▶ _PROBLEMA_
Por favor, traduza para o inglês esta frase do texto sobre deslizamentos em encostas: "Quando essa deslocação é identificada, é feita a drenagem para que a água não retire mais solo e não gere mais instabilidade no local."

*** TRECHO DO DOCUMENTO ***

Assim como Diógenes, o engenheiro civil e professor da Pontifícia Universidade Católica do Paraná (PUCPR), Rodrigo Moraes da Silveira, sustenta que os deslizamentos acontecem de forma natural e que é difícil prever onde e em quais circunstâncias eles se darão.
“Mas uma coisa é fato: quando você tem ocorrência de chuvas de longa duração e grande intensidade, algumas providências podem ser tomadas para que esses problemas sejam evitados, como a interdição da rodovia por exemplo”, diz.
Monitoramento
Conforme os especialistas, o monitoramento das áreas de encosta é feito por geólogos da concessionária responsável pela rodovia a partir de inspeções visuais diárias. Nessas inspeções, as equipes avaliam, por exemplo, as posições de árvores e varetas que têm determinada profundidade – caso elas estejam tombadas, é indicativo de movimentação de solo. Quando essa deslocação é identificada, é feita a drenagem para que a água não retire mais solo e não gere mais instabilidade no local.
Na visão de Rodrigo Moraes da Silveira, é preciso que a concessionária faça mapeamentos a partir de imagens de satélite ou drones, por exemplo, para identificar ao longo da serra quais os locais que possuem risco de deslizamento. Essas regiões, segundo ele, devem receber atenção para uma possível interdição das vias em períodos de chuva.
“Temos que ter conhecimento da situação de risco em regiões com encostas muito íngremes a partir de um monitoramento geotécnico, que é um acompanhamento de movimento relacionado à presença de água no solo (se está elevada ou não). Se há uma encosta que está apresentando milímetros de movimentos por mês, é lá que você vai atuar com obras de drenagem, contenção, e assim por diante”, explica.

*** TRECHO DOS DADOS ***

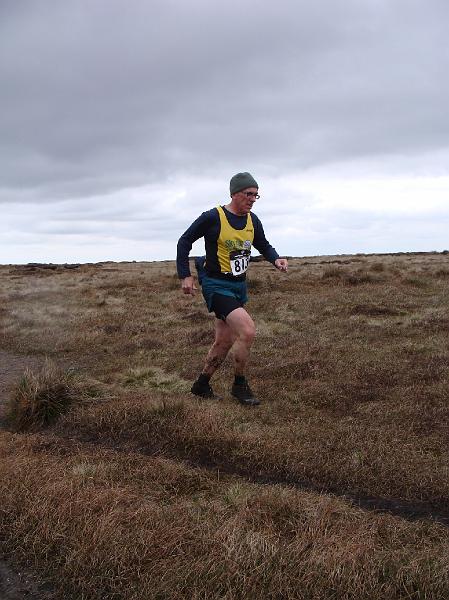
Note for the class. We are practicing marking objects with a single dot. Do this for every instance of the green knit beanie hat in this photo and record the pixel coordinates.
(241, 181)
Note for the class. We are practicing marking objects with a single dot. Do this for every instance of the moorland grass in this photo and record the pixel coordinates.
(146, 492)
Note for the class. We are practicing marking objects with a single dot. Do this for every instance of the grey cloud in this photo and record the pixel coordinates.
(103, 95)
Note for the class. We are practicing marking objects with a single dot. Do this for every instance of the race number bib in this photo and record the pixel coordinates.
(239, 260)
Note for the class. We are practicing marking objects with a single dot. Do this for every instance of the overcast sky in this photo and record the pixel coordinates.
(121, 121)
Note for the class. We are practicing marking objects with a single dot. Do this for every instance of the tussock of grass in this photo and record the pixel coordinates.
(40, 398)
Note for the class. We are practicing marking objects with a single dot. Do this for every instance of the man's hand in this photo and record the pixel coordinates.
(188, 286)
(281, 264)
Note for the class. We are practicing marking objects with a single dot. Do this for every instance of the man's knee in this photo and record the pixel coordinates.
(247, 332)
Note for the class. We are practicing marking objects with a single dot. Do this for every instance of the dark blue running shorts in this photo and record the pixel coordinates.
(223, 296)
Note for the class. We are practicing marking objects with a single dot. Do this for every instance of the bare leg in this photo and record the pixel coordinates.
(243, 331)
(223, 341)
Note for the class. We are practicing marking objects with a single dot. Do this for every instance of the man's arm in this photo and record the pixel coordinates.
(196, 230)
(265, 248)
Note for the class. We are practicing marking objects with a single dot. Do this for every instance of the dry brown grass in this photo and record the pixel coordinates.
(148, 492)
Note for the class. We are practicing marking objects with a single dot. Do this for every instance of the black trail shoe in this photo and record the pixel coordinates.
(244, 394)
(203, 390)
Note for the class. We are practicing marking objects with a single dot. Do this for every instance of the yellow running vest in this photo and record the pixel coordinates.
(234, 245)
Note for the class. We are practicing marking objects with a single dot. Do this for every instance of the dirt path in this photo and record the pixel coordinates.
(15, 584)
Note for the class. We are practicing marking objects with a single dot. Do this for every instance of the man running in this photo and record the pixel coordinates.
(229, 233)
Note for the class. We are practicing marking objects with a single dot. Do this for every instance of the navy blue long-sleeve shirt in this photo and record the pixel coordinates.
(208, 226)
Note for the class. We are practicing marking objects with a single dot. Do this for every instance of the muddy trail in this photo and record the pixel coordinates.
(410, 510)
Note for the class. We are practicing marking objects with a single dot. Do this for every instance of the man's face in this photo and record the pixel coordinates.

***

▶ _RESPOSTA DO EXERCÍCIO_
When this displacement is identified, drainage is carried out so that the water does not remove more soil and does not create further instability at the site.